## Given problem
Gather every line of the records that contains the string "dark" and copy each one.

## Material for this task
○ ○ ○ ○ ○

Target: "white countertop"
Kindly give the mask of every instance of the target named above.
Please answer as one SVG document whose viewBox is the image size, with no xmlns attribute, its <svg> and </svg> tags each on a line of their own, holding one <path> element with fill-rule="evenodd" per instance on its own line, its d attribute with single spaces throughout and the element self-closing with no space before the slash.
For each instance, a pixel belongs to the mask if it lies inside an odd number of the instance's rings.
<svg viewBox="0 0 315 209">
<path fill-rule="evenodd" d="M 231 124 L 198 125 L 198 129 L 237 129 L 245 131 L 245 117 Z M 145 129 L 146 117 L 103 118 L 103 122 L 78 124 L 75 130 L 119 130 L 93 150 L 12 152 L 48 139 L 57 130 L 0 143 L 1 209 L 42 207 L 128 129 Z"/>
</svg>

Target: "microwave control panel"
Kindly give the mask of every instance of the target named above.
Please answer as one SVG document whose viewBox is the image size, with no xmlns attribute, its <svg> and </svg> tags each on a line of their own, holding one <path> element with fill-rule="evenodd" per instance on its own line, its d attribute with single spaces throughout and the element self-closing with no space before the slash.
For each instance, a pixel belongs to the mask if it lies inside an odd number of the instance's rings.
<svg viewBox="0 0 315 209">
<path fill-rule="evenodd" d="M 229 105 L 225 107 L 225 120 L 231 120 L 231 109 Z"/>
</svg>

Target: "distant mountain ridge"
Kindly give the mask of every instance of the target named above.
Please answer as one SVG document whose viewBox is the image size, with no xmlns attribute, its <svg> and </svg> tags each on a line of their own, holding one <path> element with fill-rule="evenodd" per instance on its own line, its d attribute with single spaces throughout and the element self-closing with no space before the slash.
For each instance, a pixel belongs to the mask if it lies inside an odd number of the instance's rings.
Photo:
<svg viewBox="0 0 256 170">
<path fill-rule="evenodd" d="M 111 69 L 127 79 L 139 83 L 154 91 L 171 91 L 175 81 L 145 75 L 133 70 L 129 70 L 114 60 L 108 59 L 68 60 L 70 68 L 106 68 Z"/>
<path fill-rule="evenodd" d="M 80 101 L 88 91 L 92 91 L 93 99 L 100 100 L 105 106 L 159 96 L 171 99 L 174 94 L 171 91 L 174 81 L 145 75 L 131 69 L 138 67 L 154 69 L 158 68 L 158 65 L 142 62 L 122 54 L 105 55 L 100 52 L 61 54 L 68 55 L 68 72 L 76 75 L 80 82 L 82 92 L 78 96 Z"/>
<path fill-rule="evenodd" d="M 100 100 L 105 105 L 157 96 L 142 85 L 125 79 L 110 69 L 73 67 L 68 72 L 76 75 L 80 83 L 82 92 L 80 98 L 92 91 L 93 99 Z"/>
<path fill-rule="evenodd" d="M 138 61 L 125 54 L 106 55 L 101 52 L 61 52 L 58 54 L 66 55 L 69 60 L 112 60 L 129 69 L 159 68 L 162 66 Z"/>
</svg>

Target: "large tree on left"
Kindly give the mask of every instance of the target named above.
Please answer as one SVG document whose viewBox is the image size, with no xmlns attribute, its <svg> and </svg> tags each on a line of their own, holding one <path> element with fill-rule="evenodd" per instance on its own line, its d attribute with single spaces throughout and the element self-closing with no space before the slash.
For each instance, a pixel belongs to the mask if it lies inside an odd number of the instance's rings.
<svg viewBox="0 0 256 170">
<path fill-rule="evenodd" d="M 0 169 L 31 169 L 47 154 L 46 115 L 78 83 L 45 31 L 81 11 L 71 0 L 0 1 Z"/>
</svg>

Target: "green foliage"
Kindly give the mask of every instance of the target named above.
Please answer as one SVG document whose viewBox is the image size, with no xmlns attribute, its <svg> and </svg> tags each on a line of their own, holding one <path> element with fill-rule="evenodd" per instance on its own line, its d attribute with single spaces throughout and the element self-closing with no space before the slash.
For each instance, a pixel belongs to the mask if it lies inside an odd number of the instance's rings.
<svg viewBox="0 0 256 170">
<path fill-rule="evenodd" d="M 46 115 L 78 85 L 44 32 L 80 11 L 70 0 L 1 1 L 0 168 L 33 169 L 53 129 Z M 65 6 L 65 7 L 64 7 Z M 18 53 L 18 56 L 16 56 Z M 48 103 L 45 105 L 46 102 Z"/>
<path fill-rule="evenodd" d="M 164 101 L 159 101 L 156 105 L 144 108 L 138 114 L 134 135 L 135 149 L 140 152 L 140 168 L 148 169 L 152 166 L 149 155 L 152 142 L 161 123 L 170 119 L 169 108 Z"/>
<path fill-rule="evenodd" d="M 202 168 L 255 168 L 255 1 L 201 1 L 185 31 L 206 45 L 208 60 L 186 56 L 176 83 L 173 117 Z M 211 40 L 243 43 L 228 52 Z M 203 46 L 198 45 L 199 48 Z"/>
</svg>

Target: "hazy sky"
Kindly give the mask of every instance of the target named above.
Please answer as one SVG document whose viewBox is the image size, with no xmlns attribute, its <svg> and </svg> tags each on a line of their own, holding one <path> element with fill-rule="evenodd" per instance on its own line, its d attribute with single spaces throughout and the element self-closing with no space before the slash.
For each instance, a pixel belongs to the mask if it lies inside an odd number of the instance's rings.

○ ○ ○ ○ ○

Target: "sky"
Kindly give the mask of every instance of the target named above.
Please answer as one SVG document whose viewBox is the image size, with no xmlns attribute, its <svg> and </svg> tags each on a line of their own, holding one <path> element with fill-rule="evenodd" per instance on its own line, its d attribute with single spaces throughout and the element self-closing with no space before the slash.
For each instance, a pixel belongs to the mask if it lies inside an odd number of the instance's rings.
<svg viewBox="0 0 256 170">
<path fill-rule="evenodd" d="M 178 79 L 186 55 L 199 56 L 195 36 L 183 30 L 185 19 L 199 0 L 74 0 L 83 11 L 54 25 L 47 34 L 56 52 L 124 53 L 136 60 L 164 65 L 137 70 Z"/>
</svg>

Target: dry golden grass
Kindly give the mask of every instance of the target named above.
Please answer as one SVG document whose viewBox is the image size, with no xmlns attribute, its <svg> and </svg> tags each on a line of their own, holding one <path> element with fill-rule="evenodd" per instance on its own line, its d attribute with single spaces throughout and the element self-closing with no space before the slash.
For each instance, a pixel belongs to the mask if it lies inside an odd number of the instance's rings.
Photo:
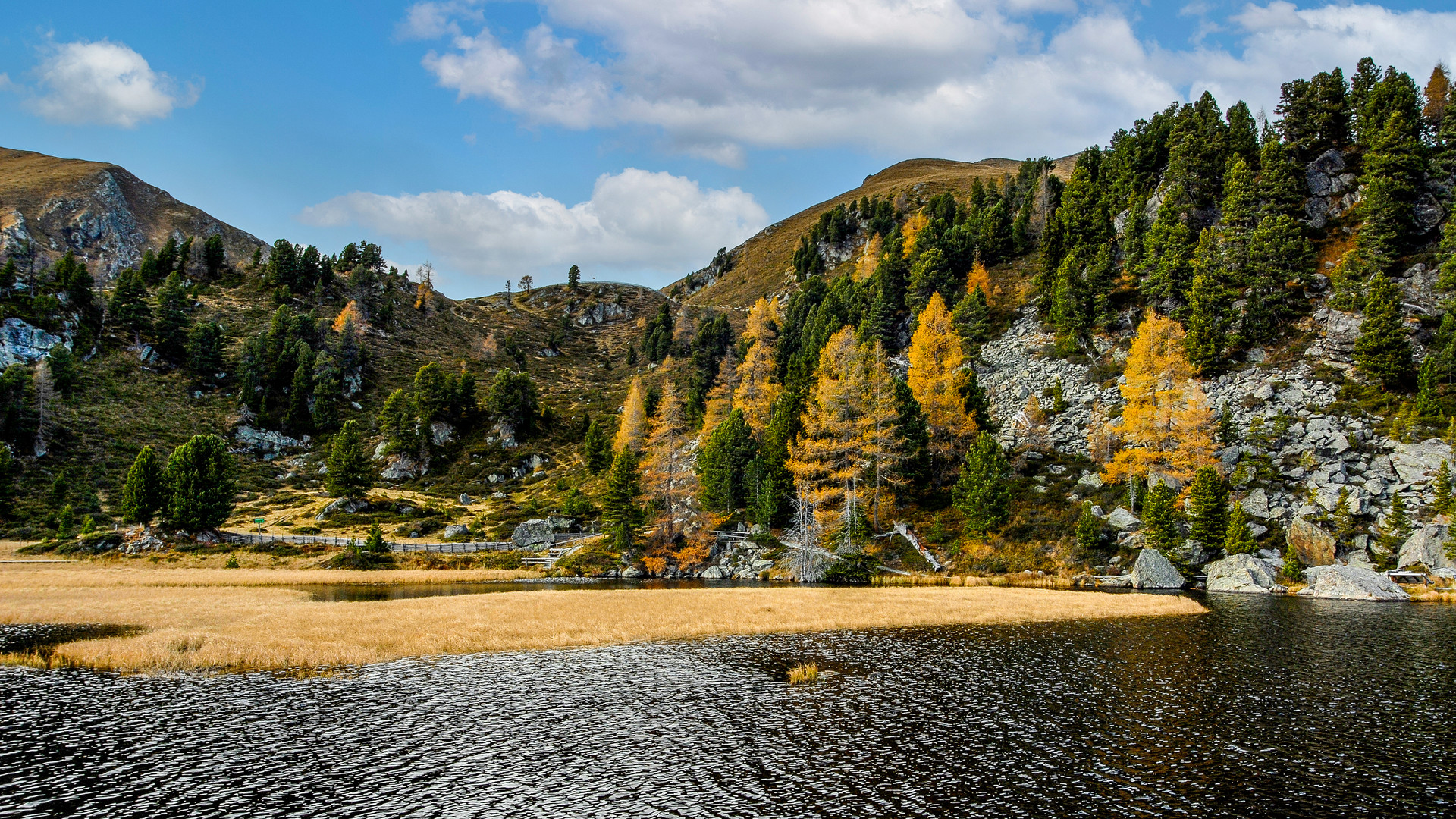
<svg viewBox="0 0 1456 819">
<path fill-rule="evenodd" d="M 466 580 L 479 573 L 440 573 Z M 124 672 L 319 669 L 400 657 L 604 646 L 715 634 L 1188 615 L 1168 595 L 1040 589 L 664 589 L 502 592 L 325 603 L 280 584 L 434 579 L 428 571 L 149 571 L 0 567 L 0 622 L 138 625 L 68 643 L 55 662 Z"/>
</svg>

○ ○ ○ ○ ○

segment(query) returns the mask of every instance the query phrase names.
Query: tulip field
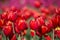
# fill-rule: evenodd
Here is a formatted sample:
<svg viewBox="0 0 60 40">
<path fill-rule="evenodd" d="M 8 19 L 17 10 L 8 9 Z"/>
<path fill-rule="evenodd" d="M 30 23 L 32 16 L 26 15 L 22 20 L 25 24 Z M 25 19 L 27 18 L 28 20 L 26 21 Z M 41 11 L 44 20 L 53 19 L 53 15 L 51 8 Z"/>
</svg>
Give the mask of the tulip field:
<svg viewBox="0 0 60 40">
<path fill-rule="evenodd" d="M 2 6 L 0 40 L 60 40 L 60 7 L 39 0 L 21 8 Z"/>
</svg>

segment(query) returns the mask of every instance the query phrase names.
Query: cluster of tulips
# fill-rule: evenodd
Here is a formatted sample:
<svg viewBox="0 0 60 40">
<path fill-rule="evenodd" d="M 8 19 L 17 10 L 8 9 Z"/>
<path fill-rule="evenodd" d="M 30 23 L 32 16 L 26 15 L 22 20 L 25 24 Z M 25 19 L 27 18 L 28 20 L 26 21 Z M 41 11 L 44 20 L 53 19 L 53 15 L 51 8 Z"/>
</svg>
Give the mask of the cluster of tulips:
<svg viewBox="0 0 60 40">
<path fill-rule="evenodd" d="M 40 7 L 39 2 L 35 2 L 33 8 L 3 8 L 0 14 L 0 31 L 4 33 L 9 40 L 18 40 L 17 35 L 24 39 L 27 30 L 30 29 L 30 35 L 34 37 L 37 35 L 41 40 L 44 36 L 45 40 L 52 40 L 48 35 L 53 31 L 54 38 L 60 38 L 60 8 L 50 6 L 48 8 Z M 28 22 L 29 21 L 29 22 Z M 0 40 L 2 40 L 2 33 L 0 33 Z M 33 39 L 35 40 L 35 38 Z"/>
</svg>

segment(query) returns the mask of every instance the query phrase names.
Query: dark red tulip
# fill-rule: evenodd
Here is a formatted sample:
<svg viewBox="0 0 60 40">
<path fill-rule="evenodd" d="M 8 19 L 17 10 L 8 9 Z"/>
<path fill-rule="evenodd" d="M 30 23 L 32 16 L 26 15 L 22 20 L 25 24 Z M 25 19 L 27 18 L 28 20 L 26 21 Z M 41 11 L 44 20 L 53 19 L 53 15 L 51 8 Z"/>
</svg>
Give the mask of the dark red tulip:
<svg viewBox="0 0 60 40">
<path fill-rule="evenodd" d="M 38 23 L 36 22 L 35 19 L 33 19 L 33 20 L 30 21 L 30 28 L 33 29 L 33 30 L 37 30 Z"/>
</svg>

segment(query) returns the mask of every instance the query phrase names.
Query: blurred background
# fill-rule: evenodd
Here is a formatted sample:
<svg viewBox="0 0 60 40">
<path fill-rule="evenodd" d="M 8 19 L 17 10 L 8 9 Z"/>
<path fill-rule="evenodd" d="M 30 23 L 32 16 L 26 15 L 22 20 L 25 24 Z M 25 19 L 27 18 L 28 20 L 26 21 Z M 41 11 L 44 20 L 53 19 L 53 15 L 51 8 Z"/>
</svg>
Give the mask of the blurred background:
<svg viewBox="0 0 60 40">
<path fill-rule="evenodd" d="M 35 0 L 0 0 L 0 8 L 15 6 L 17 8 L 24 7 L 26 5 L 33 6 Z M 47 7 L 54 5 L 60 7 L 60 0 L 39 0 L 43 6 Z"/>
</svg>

○ ○ ○ ○ ○

## Answer to this exercise
Query: dark red tulip
Give the mask of the dark red tulip:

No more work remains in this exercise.